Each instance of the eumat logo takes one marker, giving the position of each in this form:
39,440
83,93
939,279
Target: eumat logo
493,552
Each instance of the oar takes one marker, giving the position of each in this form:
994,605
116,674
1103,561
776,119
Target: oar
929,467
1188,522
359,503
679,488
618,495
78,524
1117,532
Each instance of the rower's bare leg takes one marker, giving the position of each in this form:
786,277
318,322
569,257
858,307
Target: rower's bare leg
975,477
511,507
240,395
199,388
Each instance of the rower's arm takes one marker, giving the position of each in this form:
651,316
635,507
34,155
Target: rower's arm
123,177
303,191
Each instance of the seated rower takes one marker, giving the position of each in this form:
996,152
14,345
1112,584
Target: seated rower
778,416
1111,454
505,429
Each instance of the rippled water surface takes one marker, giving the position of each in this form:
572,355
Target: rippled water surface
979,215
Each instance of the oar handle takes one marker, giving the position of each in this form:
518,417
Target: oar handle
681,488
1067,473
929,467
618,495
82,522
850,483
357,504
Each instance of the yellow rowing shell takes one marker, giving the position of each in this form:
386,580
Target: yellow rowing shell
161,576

○ ○ ○ ○

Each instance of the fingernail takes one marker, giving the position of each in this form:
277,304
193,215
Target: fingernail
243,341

○ ○ ○ ○

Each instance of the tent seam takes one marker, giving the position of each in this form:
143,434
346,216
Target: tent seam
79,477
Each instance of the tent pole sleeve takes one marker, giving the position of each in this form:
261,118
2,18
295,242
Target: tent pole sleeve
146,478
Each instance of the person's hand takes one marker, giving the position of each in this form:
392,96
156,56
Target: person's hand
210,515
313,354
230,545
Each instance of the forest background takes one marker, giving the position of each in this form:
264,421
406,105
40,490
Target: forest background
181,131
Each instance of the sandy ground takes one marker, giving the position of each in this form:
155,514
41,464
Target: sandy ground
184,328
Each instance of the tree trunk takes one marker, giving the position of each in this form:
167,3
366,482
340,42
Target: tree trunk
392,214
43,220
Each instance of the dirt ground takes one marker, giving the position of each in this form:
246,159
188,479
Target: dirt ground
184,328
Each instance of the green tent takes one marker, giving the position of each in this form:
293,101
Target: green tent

○ ○ ○ ○

▶ _Work order_
Reproduce the lines of the entries above from the one with "Target: person's hand" to the one with "Target: green tent", both included, exactly and without any other line.

▶ _Finished exercise_
Target: person's hand
210,515
313,354
230,545
Each instance of the forest background takes one marker, giving the position of each in this form:
264,421
406,105
40,490
Target: forest background
181,131
Each instance of the sandy ground takes one marker, giving the position of each in this form:
155,514
41,464
Target: sandy ground
184,328
Each instance of the tree trunk takes one marker, giving the position of each in this form:
167,3
366,482
340,42
Target: tree trunk
392,214
43,220
Each instance of the dirt ground takes one marker, giving the position of each in this form:
246,159
188,479
Target: dirt ground
184,328
Each instance of the green tent takes one marker, giving the position of each in this form:
293,101
Target: green tent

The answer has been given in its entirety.